To do: Please repeat the lines below exactly. Begin with the line containing "SAMPLE = x=160, y=129" and go on through the line containing "SAMPLE = x=523, y=69".

Raw data:
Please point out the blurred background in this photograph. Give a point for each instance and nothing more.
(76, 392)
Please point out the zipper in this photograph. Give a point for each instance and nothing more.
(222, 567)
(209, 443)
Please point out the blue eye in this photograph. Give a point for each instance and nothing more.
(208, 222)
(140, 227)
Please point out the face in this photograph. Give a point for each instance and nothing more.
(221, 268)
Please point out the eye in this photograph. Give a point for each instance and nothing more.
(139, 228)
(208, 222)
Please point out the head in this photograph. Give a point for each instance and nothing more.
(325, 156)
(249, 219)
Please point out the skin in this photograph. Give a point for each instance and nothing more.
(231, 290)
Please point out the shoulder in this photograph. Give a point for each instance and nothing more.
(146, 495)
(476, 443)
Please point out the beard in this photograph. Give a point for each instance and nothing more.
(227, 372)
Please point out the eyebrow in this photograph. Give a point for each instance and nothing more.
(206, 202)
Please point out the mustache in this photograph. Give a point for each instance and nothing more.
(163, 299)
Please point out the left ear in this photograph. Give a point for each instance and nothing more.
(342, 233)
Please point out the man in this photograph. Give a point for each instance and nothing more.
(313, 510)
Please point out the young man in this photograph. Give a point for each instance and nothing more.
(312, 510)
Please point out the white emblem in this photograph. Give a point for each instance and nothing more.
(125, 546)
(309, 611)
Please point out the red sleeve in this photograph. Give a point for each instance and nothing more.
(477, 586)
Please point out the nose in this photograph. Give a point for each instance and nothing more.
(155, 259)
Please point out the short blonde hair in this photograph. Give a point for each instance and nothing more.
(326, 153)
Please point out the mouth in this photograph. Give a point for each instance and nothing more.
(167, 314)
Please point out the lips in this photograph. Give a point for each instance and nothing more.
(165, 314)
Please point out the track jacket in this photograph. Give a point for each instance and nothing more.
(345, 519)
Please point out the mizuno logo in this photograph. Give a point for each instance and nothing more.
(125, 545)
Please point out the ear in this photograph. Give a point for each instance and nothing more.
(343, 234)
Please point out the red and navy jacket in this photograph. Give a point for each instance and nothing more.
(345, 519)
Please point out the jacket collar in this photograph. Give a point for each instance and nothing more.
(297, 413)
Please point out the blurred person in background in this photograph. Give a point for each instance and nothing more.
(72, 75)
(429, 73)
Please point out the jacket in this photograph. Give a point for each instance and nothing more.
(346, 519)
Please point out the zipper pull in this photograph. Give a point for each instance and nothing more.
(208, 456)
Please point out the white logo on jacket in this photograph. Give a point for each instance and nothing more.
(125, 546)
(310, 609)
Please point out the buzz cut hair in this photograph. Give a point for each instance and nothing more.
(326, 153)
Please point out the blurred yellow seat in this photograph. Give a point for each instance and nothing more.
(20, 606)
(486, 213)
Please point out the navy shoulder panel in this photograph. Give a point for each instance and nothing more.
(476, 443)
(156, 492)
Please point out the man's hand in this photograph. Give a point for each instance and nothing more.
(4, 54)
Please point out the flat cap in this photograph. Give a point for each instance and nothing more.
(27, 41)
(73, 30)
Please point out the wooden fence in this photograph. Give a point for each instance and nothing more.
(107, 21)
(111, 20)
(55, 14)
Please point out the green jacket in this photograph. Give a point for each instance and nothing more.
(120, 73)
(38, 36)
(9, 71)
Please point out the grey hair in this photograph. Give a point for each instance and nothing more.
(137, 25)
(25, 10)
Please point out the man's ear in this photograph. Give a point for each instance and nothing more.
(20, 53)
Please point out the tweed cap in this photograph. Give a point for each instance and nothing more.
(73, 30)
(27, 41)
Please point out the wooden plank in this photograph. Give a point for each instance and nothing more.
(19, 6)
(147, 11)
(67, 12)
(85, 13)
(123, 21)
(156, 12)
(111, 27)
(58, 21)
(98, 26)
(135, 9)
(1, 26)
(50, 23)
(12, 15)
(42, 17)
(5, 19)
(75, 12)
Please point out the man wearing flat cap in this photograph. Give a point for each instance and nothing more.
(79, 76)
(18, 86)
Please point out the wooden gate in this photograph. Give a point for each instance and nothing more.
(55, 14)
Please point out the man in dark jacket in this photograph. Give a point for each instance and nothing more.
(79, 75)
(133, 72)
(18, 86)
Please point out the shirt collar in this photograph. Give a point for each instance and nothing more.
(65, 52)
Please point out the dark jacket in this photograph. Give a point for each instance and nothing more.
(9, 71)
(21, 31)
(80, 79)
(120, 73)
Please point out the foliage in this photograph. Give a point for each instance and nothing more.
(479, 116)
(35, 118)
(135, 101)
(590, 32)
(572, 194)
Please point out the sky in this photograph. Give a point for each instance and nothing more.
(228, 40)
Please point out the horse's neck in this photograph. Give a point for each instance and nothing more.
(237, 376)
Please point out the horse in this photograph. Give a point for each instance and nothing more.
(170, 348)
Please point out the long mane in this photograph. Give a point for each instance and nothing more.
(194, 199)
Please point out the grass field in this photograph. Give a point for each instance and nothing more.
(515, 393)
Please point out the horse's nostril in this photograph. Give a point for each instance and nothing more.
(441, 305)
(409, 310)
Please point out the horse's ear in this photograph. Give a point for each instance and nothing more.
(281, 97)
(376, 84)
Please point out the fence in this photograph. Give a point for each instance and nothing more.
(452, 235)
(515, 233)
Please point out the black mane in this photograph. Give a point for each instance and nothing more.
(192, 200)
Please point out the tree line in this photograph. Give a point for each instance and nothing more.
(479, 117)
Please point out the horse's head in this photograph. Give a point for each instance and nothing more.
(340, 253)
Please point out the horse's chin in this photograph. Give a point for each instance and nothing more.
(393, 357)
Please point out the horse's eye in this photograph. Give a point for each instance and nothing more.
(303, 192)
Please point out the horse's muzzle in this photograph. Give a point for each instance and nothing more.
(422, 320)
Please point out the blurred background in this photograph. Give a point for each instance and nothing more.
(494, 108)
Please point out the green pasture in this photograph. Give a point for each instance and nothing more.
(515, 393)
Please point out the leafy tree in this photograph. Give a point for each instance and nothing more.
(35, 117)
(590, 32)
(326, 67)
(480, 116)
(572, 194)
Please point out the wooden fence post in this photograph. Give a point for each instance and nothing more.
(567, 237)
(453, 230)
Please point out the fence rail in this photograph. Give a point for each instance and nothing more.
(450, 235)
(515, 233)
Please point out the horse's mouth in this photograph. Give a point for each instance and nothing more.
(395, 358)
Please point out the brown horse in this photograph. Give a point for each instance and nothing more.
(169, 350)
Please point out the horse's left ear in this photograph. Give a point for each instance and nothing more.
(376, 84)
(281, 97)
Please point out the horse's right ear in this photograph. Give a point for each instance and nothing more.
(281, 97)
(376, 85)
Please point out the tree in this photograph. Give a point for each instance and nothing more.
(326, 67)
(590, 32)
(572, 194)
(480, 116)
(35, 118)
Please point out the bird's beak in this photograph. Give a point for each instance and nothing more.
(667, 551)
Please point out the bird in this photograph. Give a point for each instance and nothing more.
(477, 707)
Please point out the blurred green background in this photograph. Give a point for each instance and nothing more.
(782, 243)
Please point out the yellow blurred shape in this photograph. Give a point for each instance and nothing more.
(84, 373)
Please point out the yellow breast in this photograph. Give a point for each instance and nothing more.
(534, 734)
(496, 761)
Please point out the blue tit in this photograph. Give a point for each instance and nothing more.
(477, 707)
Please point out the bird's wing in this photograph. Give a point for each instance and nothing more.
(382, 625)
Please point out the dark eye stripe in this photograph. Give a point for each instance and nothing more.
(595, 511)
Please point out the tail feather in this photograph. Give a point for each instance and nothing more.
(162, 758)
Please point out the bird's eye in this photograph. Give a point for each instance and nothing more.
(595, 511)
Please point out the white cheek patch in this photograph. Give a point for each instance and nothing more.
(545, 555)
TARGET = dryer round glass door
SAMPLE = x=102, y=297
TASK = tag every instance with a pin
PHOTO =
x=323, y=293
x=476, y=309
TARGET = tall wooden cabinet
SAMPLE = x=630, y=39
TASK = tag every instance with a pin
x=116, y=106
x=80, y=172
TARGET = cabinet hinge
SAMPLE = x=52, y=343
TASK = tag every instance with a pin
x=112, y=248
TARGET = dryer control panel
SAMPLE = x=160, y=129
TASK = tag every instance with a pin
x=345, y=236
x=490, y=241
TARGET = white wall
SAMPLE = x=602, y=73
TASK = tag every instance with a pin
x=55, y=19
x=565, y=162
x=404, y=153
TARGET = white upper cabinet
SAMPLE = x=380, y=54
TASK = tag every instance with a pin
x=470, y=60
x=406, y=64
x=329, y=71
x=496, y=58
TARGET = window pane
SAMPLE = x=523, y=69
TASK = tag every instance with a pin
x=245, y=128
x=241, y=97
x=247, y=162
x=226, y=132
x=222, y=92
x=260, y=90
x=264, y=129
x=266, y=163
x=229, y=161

Solution to this exercise:
SAMPLE = x=160, y=129
TASK = tag every instance with a pin
x=345, y=236
x=490, y=241
TARGET = white wall
SAMPLE = x=602, y=73
TASK = tag every instance with a pin
x=55, y=19
x=565, y=162
x=404, y=153
TARGET = white upper cabinet
SAMPLE = x=380, y=54
TASK = tag every instance with a pin
x=470, y=60
x=406, y=64
x=329, y=71
x=496, y=58
TARGET = window pane
SAMPLE = x=523, y=69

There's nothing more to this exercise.